SUPPLIED TEXT section start
By mid-afternoon we were touring again, stopping quite often for Alejandro to talk at some length to friends and acquaintances. He seemed not to notice that standing around in the sun exhausted the Irish
abuela
. I remarked on the numbers of disabled voters we saw driving their buggies into polling stations, the majority black men in their fifties. ‘African vets,’ said Alejandro. ‘For long years Cuba gave big sacrifices for Africa.’ Those veterans are members of an association for the handicapped. Proudly Alejandro told me what I already knew: all Cubans belong to an appropriate group. ‘We have Committees to Defend the Revolution, the Cuban Federation of Women, Federation of University Students, National Association of Small Farmers, Confederation of Cuban Workers, groups of lawyers, economists, athletes, artists, writers, musicians.’ Representatives from all those organisations make up the Electoral Commissions whose Presidents are chosen by the Trade Unions, from the Confederation of Cuban Workers. Anyone other than a Party member can serve on a
Commission
. Pericles would have approved: ‘No one, so long as he has it in him to be of service to the city, is kept in political obscurity because of poverty.’

All day there was not a soldier or a policeman to be seen; this ‘People’s Election’ needed no state supervision or regimentation and the uniformed forces change into civvies before voting. According to Alejandro, everybody knowing, personally, each individual on the candidates’ list gave the whole process a reassuring reality. Unmistakably these were keen voters,
participating
in something that mattered to them, not merely tolerating a meaningless routine.

Later we watched the count for half an hour, all done with pencil and
paper. Much double and treble checking, by the constituency electoral commission, is mandatory. After supper with Alejandro’s family we were back at the Asamblea Municipal in time to see the list of those elected being posted outside – an astonishingly fast count because of each ‘college’ being so small.

Back at Casa Juana I retired feeling queasy and generally unwell, in an unfamiliar way.

 

Not long after my return to Ireland the following letter appeared in the
Irish Times:

Recently, in quite a remote Cuban town, my host found me
semi-delirious
at midnight on a Sunday, suffering from severe heat stroke. Hyperpyrexia, which can be fatal, needs immediate treatment.

Fifteen minutes later the family doctor arrived, on his bicycle, to provide the appropriate isotonic saline and administer other treatments. Eight hours later he telephoned to check on my progress, which was satisfactory.

Were I to fall ill (or have a serious accident) in my home town of Lismore, Co Waterford, between 6.00 p.m. on a Friday and 9.00 a.m. on a Monday, someone would have to telephone Caredoc’s nurse in Carlow, eighty miles away, describing my symptoms or injuries and leaving it to the nurse to decide whether or not a doctor was needed.

This grotesque arrangement assumes that the person contacting the nurse is knowledgeable enough to accurately interpret the symptoms. Should the nurse guess (it can only be a guess) that a doctor is needed, the Lismore patient must then be transported, by whatever vehicle his/ her helper can provide, to the nearest doctor – fifteen miles away in Dungarvan.
SUPPLIED TEXT section end
QUESTIONS TO ANSWER:
• a. In the Cuba travel account, who chooses the Presidents of the Electoral Commissions?
• b. Carry on the Cuba travel account, picking up right after its last sentence.
STUDY MATERIAL section start
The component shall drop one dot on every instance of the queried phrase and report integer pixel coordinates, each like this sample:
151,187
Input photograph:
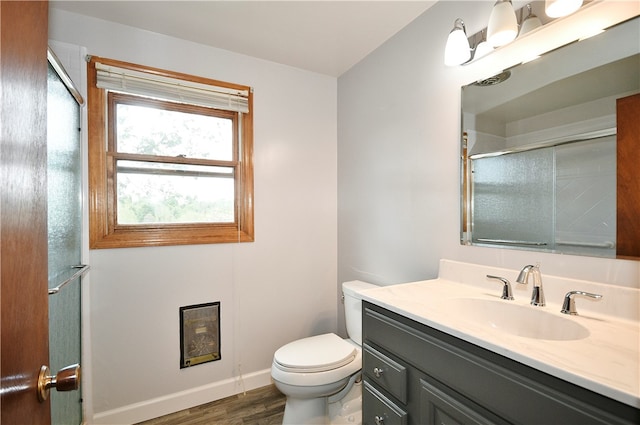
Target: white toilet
320,375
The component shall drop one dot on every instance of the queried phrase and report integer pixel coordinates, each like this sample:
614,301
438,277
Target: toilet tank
353,307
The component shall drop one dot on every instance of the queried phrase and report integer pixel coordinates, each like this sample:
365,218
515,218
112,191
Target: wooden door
23,209
628,178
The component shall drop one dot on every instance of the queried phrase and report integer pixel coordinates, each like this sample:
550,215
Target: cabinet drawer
379,410
385,372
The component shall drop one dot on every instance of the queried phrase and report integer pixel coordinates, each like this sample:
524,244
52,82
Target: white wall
398,162
277,289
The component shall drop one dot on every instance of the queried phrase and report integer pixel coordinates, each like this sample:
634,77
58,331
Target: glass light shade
457,51
503,25
482,49
529,24
558,8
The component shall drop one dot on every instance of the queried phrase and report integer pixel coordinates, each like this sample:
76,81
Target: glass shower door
64,180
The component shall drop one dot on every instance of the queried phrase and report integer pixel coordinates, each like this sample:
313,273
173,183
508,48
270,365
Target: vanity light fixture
503,24
483,48
530,22
558,8
457,51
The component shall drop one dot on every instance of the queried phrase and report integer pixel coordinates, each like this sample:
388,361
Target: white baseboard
175,402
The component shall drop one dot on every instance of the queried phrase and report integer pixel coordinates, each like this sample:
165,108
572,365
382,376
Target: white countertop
607,361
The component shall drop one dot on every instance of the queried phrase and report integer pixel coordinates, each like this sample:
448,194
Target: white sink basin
525,321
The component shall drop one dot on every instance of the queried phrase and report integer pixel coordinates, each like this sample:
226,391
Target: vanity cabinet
415,374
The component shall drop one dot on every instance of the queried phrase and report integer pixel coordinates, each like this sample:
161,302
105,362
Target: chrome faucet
569,304
537,295
507,294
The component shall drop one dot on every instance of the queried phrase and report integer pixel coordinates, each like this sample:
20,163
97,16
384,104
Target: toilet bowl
320,375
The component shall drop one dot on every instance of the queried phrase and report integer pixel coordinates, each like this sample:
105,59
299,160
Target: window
170,158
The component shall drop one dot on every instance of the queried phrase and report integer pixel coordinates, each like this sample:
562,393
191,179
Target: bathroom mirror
539,149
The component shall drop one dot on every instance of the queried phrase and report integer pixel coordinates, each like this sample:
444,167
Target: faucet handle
569,304
506,288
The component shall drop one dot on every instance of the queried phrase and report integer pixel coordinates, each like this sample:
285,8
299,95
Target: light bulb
457,51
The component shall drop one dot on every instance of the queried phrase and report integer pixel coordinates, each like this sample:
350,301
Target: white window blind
173,89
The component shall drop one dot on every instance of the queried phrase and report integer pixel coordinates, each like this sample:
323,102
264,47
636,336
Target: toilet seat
315,354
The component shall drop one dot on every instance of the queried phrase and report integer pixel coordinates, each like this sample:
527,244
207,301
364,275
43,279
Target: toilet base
311,411
342,408
348,409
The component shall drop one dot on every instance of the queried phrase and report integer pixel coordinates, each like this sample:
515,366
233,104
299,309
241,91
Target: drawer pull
377,372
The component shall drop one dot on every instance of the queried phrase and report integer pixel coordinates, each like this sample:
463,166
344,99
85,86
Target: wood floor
262,406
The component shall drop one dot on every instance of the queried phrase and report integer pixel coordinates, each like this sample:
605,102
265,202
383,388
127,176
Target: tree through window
172,172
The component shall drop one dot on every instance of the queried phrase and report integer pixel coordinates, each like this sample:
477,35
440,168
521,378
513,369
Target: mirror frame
614,13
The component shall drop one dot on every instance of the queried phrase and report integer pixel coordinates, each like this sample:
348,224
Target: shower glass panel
513,199
586,197
64,177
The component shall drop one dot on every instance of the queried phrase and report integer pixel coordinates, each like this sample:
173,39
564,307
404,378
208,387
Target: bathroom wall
280,288
398,162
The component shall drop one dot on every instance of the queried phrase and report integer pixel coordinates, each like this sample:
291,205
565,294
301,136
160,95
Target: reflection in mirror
539,161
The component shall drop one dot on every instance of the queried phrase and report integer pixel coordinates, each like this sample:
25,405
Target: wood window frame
104,232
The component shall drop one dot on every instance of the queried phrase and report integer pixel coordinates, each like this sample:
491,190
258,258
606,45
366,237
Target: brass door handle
67,379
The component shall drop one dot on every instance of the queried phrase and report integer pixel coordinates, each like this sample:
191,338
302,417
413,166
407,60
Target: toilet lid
315,354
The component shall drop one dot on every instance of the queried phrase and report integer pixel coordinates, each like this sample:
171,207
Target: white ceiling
327,37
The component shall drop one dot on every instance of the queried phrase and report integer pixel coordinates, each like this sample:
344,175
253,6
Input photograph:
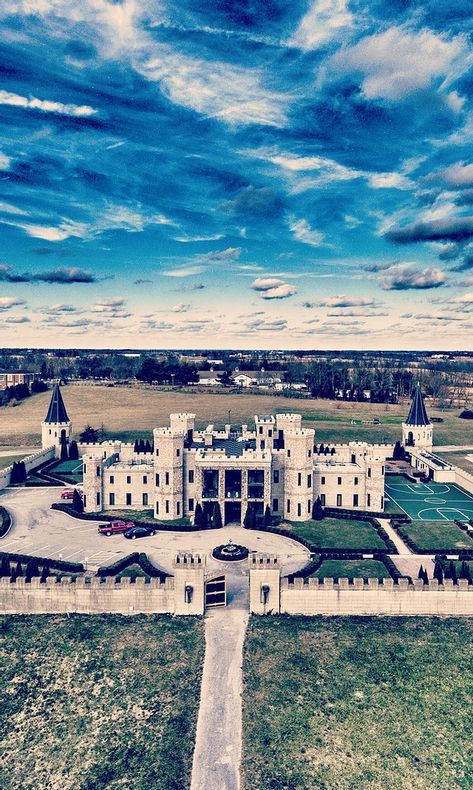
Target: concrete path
217,755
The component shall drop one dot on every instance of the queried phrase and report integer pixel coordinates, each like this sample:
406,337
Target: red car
115,527
68,493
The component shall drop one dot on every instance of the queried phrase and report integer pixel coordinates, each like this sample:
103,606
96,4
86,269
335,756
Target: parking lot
43,532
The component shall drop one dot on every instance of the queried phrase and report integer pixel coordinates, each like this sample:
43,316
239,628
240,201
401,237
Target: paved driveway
43,532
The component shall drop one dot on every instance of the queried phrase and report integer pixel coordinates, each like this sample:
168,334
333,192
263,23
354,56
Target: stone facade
272,466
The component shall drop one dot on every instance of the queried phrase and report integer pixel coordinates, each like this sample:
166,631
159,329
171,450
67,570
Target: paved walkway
217,755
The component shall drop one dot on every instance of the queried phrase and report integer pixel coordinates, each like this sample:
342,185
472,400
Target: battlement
263,561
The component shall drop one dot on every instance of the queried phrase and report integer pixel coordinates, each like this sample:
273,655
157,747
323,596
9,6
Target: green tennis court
430,501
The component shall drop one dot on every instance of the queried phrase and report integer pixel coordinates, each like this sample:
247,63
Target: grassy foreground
332,702
102,701
337,533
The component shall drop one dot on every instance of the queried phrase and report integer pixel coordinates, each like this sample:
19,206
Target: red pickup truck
115,527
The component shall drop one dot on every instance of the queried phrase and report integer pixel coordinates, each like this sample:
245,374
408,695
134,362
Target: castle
274,465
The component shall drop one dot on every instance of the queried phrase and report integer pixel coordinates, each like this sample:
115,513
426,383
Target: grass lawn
150,408
8,460
438,535
99,701
352,569
337,533
345,702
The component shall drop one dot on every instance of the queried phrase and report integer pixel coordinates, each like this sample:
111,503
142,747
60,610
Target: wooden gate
216,591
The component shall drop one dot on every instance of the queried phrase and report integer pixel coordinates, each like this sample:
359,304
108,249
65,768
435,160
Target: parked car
115,527
139,532
68,493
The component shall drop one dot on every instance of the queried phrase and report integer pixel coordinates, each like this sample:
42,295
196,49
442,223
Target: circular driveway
43,532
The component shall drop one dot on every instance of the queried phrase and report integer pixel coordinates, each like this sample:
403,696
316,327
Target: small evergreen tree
5,567
317,509
73,451
77,503
217,517
198,516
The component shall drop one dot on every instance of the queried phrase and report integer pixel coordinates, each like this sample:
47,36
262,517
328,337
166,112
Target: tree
267,516
73,451
198,516
89,435
77,503
317,509
217,517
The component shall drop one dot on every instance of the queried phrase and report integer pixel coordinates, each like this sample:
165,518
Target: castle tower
57,426
417,430
169,473
298,473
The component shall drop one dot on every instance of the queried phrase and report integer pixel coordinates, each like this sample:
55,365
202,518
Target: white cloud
4,161
304,233
7,302
399,61
14,100
324,21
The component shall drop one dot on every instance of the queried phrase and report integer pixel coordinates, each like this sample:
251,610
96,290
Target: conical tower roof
417,412
57,411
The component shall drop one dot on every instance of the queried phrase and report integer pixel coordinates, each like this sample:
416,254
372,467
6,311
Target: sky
236,174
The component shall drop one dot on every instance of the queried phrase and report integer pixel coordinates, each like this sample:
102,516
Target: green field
438,535
337,533
345,702
352,569
92,702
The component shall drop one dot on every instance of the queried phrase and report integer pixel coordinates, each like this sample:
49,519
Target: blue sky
236,174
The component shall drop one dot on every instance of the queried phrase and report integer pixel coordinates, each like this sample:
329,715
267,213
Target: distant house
11,379
242,380
207,378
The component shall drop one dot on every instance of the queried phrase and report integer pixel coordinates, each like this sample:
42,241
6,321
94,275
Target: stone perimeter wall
269,594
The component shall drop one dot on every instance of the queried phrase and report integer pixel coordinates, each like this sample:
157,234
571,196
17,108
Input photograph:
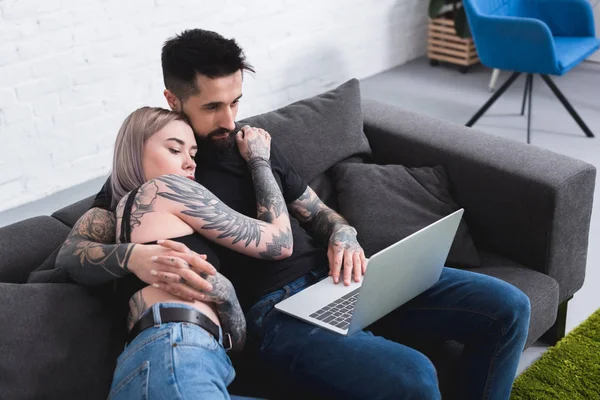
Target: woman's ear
172,100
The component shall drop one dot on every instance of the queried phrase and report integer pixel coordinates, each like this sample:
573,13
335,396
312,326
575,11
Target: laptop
394,276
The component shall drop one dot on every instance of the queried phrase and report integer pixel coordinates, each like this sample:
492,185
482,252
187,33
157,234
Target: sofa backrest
70,214
26,244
STUDY MATERIAL section end
RESULTS OF THE EXERCISE:
• a. The Trade Unions, from the Confederation of Cuban Workers.

• b.
If the nurse in Carlow has somehow been persuaded that the patient in Lismore cannot or should not be moved, a doctor will
be driven
to Lismore by a chauffeur who knows the territory so that no time is lost. But so much time has already been lost that were I, in Lismore, afflicted by a condition comparable to hyperpyrexia (say a stroke or a heart attack) I might well be dead before the doctor arrived. Viva Fidel!

Hyperpyrexia is so scary that I heeded the amiably authoritarian doctor, not long home from a two-year posting in a high Andean village. He prescribed forty-eight hours rest, then back to ‘cool (!) Havana’. Playa Las Colorades was even hotter than Manzanillo – transport was uncertain – the
Granma
trail was long and exposed, through mangrove forest. He managed politely to imply that anyway
abuelas
should use Viazul coaches and stay in tourist hotels.

On the spacious flat roof, approached by a stairway from the patio, Juana had created a wondrous bower of white-blossomed vines. Here I obediently rested, drinking the prescribed gallons of water and dolefully abstaining from Buccaneros. This was a good vantage point from which to observe the rhythms of local life and I noted the prevalence of parasols and fans, used by both sexes. We associate fans with delicate Victorian ladies reclining on chaise longue, not with males whose biceps bulge and whose hairy chests are sweat-matted. And parasols go with fair maidens mincing through the Capability Brown groves of stately demesnes – not with men trying to give both their small bicycle passengers a safe share of the shade. Motor vehicles were rare, bicitaxis numerous – including some ingenious homemade models, with beach umbrellas wobbling over wooden sidecars and metal footrests welded to the solid bicycle frame.

The recent DIY conversion of Casa Juana to a
casa particular
had demanded much bold experimentation on the plumbing and electrical fronts – the latter a serious health-hazard, given permanently sweat-wet hands. One morning I found my bathroom waterless and so it remained until Manuel returned from work. Sitting in my bower, I admired his gymnastics as he hung by his heels from a parapet doing something daring with the hose piping and electric wiring that supplied my room.

By then I had recovered from the Playa Las Colorades disappointment and was contemplating my good fortune: adequate medical care provided within fifteen minutes at midnight! One can see how neo-liberalism’s corrosion of the welfare state is insidiously weakening Western democracy. Voter turn-outs have remained highest where the welfare state has suffered least damage – e.g., Holland, Germany, Scandinavia. There is no one to protect it in countries like Britain and Ireland, stricken by the cancer of privatisation – q.v. Ireland’s ‘Caredoc’ system. As Gunter Grass wrote in the
Guardian
in 2005:

Democracy has become a pawn to the dictates of globally volatile capital … Questions asked as to the reasons for the growing gap between rich and poor are dismissed as ‘the politics of envy’. The desire for justice is ridiculed as utopian. The concept of solidarity is relegated to the dictionary’s list of ‘foreign words’.

The failure of central planning in the Soviet Union and its satellites left
those regimes, unsustained by popular support, with no choice but to submit to Capitalism Rampant. When Fidel opposed the Gorbachev reforms, leaving himself open to charges of ‘Stalinism’, he knew that Cuba’s Revolution still had the loyalty of most Cubans and could therefore survive the Special Period. But now …?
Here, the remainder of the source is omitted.